**TEXTAUSZUG:**

Betr.: „ZDF-Mittagsmagazin 15.8.16: Auftritt von Außenminister Walter Steinmeier in Jektarinburg/Russland“
Von Luz María De Stéfano Zuloaga de Lenkait, Juristin und Diplomatin a.D., 15.08.2016
Schon der Ort, wo der deutsche Außenminister auftrat, zeigt wie drittrangig der plötzliche Besuch Walter Steinmeiers in Russland dort eingestuft wurde. Kein übliches Protoll, keine Dekoration, nicht einmal das deutsche Staaswappen oder die deutsche Fahne. Es ist klar: Der deutsche Aussenminister stört. Er hat sich selbst einbestellt, höchst wahrscheinlich von seinem US-amerikanischen Kollegen John Kerry beauftragt, der davon genug hat, bei seinem russischen Kollegen gegen die Wand zu rennen.

**BEREITGESTELLTES MATERIAL:**
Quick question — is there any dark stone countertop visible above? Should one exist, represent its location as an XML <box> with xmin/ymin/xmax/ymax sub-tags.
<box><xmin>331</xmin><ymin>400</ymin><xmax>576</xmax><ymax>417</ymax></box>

**ZU ERLEDIGENDE AUFGABEN:**
1. Von wem wurde der Außenminister laut dem Text über Steinmeiers Russlandbesuch höchstwahrscheinlich beauftragt?
2. Schreiben Sie aus dem Text über Steinmeiers Russlandbesuch den Abschnitt von „Betr.: „ZDF-Mittagsmagazin 15.8.16: Auftritt“ bis einschließlich „Wand zu rennen.“ wortgetreu ab.
3. Setzen Sie den Text über Steinmeiers Russlandbesuch nach seinem letzten Satz fort.

**ERWARTETE ANTWORTEN:**
1. Von seinem US-amerikanischen Kollegen John Kerry.

2.
Betr.: „ZDF-Mittagsmagazin 15.8.16: Auftritt von Außenminister Walter Steinmeier in Jektarinburg/Russland“
Von Luz María De Stéfano Zuloaga de Lenkait, Juristin und Diplomatin a.D., 15.08.2016
Schon der Ort, wo der deutsche Außenminister auftrat, zeigt wie drittrangig der plötzliche Besuch Walter Steinmeiers in Russland dort eingestuft wurde. Kein übliches Protoll, keine Dekoration, nicht einmal das deutsche Staaswappen oder die deutsche Fahne. Es ist klar: Der deutsche Aussenminister stört. Er hat sich selbst einbestellt, höchst wahrscheinlich von seinem US-amerikanischen Kollegen John Kerry beauftragt, der davon genug hat, bei seinem russischen Kollegen gegen die Wand zu rennen.

3.
Steinmeiers Erklärungen sind gar nicht konstruktiv, sondern erbärmlich abwegig. Zuerst bringt er „eine Luft-Brücke nach Aleppo“ ins Gespräch ( ARD-Tagesschau am 12.8.), was gerade eine verhängnisvolle Assozierung mit Libyen nahelegt, wo der Vorwand humanitärer Hilfe mit einer solchen „Flugverbotszone“ die NATO-Aggression 2011 erst ermöglichte. Gerade Russland war damals (2011) Opfer dieser trügerischen NATO-Finte. Heute (15.8.) fordert der naive oder schlecht unterrichtete deutsche Außenminister „Waffenstillstand“ in Aleppo. Eine solche Forderung ist gemäß der umkämpften Lage in dem kleinen Teil von Aleppo, der noch in der Hand von kriminellen Banden ist, nicht vernünftig und deshalb nicht zu akzeptieren. Waffenstillstand kann nur zwischen regulären Armeen entstehen. Von kriminellen Banden wie bewaffneten Aufständischen ist nur das Niederlegen der Waffen zu fordern. Die Regierung von Syrien tut dies und bietet im Gegenzug dafür sogar Straffreiheit, also Amnestie, an. Für solche Aufständische, die die Waffen niederlegen, ist ein gesondeter Korridor, der aus dem betroffenen Teil von Aleppo herausführt, von der syrischen Armee eingerichtet worden. Das ZDF-Mittagsmagazin versäumt, auf diesen Aufruf zum Niederlegen der Waffen, dem eingerichteten Korridor für sich ergebende Aufständische und der angebotenen Amnestie hinzuweisen.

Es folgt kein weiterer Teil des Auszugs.